Passage provided:
──────────

It's an armed attack on the whole establishment. You see it on brokerages and
financial industries, all of these vestiges of entrenched, monopolised or
quasi-monopolised transaction costs are just crumbling.
So in terms of this new economy, and the changing rules of engagement for
business warfare, how does the IT manager of the future become a good general,
and how do his troops become good troops?
Well you become part of the spear, the edge of the spear. The shaft is still
provided by business, but the front edge of the spear and the aim must be
perfect. It must be well-timed, economical, aggressive, reliable and most
provide a protection against risk. If you trust a Spanish warship loaded with
gold to a flunkey son of a Spanish grandee, well he's just going to get picked
apart by the British pirates. You see, Betty Number One [Strassmann refers here
to Queen Elizabeth the First] was basically a venture capitalist.
This is not a role many IT directors would see themselves as, a spearhead I
mean.
It's almost comparable with what happened in England and Scotland in the
mid-19th century where people like James Watt figured out steam engines. Steam
engines had been around since the 1500s, but no one knew how to harness it into
an environment.
For a technology to come through a number of political and economic conditions
must be present to create this chain reaction. We are clearly at a point in
history not equaled since the Rennaissance, and the Western World took off in
the Rennaissance.
The Rennaissance took off and created the merchant class, and [saw] the
breaking of the power of the church and the breaking of the power of the
aristocracy. What I'm saying is that we are now at the threshold of a period -
which may or may not come soon - where the power of the entrenched bureaucratic
monopolies is weakened. Industrialisation has created wealth - the lawyers, the
customs agents and the brokers. The information workers in the US now receive
64 per cent of all wages and salaries.

──────────

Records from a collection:
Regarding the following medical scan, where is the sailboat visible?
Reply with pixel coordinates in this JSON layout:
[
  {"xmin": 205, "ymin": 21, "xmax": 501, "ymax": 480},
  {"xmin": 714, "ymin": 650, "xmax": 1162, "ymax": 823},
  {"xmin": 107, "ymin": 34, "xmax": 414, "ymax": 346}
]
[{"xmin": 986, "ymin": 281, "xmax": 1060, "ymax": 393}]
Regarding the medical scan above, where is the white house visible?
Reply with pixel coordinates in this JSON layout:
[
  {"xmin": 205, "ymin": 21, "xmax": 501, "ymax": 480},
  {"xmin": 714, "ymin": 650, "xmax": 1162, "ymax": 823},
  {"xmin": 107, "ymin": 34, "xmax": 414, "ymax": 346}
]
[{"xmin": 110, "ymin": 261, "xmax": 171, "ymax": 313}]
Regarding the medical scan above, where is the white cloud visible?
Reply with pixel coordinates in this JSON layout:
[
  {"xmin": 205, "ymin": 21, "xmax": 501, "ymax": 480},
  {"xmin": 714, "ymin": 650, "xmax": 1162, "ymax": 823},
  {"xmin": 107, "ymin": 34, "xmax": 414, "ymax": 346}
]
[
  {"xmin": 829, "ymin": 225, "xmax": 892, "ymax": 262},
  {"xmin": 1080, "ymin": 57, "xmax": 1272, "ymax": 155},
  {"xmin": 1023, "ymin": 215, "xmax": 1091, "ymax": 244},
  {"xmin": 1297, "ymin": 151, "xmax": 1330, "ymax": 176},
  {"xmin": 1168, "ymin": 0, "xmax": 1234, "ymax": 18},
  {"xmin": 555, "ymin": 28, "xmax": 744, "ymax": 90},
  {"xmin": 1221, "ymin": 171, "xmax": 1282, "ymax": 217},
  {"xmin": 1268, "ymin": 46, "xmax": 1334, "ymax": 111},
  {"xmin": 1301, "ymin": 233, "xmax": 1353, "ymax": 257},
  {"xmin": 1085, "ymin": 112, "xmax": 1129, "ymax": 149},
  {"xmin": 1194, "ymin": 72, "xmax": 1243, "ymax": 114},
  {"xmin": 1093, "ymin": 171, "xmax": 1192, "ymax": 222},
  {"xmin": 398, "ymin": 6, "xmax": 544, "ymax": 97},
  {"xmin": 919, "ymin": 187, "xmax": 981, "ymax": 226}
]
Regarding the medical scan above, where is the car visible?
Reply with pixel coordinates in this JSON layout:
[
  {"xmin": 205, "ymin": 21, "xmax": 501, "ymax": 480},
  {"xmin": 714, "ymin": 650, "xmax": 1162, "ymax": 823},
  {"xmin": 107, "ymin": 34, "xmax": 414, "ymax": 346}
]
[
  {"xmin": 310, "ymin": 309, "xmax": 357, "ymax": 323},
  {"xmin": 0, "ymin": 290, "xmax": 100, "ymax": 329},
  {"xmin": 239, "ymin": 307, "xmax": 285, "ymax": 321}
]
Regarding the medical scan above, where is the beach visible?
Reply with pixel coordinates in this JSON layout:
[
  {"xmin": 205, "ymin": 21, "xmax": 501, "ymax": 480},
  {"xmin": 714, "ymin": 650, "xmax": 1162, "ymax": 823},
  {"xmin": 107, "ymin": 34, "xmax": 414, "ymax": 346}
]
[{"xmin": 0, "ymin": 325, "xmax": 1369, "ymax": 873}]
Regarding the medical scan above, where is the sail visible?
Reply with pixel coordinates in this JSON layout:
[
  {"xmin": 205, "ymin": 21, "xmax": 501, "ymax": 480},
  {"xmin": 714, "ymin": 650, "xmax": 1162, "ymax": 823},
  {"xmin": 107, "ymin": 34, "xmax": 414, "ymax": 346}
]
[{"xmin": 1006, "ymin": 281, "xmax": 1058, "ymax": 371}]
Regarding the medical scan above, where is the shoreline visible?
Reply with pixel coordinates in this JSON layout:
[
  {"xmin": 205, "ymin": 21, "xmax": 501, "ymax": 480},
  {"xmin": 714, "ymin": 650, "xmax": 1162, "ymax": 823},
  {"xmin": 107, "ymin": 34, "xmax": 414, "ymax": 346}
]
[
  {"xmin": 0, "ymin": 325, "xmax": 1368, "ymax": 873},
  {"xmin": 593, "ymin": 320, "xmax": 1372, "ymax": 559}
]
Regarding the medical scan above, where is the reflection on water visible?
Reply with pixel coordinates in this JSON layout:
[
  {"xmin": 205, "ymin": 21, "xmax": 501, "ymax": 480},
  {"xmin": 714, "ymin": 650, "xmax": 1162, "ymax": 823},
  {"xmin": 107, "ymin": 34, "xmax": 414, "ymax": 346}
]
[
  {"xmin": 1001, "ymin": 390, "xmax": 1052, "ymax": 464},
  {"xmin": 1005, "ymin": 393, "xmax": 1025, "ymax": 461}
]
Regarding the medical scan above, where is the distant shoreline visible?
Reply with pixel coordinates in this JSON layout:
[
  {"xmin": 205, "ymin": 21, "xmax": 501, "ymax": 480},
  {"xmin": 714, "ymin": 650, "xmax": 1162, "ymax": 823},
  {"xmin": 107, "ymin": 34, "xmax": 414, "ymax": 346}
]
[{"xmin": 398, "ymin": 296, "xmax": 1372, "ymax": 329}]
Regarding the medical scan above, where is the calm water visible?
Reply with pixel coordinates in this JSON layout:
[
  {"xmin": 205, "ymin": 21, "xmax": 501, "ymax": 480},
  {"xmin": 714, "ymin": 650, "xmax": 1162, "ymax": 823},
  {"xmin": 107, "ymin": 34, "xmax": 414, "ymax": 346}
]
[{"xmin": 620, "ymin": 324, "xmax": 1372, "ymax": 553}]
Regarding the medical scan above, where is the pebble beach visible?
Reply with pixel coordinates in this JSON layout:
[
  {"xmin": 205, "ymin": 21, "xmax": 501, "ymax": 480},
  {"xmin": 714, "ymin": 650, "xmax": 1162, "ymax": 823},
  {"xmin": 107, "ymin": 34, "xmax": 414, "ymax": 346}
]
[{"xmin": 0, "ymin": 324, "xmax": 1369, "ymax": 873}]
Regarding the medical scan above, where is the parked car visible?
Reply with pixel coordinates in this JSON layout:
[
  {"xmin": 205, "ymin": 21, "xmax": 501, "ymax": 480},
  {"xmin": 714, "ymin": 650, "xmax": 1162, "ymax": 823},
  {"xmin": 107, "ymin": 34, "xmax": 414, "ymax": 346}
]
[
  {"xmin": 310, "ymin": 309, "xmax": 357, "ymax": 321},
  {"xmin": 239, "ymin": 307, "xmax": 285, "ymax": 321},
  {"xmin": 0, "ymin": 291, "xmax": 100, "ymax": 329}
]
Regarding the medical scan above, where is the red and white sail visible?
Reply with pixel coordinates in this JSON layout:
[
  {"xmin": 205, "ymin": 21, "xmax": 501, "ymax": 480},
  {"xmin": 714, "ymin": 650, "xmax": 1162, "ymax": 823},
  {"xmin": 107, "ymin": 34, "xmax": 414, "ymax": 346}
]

──────────

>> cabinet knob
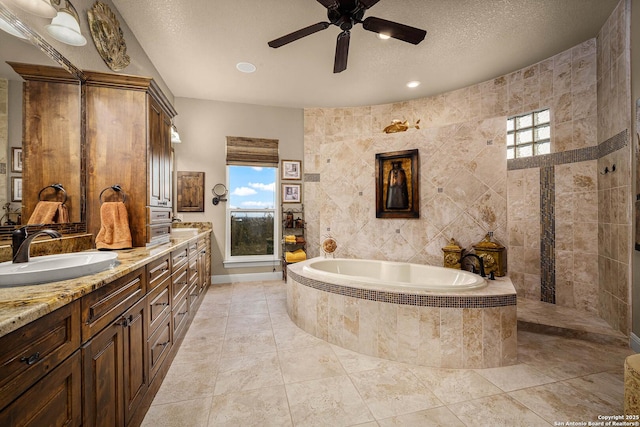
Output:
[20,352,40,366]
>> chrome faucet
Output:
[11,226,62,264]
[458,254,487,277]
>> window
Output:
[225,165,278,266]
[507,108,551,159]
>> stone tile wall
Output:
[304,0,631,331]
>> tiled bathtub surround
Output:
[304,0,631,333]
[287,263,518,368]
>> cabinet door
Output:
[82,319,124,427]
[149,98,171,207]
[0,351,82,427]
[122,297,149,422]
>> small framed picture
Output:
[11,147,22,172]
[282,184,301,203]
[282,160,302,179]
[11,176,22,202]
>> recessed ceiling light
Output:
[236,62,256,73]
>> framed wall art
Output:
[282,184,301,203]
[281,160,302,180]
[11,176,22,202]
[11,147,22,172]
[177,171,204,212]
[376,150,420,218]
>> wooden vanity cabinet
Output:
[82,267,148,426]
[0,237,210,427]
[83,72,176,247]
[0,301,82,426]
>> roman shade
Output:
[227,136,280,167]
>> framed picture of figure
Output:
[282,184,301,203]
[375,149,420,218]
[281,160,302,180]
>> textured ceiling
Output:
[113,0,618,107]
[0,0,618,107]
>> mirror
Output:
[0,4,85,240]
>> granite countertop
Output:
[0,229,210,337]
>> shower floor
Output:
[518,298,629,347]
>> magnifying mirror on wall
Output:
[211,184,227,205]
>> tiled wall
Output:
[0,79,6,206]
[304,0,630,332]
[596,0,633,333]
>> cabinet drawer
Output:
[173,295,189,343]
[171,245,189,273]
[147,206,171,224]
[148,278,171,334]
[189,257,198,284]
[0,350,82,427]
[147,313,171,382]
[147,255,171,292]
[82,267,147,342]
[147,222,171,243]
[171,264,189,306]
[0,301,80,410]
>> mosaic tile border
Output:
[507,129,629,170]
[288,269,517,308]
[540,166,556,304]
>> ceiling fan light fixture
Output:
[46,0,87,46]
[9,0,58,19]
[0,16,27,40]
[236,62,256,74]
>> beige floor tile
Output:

──────────

Actions to take:
A: Answer these questions using the interview passage:
(i) Who does the speaker call "basically a venture capitalist"?
(ii) Since when had steam engines been around?
(iii) What share of all wages and salaries in the US do information workers now receive?
B: Write out the section of the interview passage that begins with the words containing "This is not" and ends with "an environment.".

Task-by-task solutions:
A:
(i) Queen Elizabeth the First, called "Betty Number One"
(ii) Since the 1500s
(iii) 64 per cent

B:
This is not a role many IT directors would see themselves as, a spearhead I
mean.
It's almost comparable with what happened in England and Scotland in the
mid-19th century where people like James Watt figured out steam engines. Steam
engines had been around since the 1500s, but no one knew how to harness it into
an environment.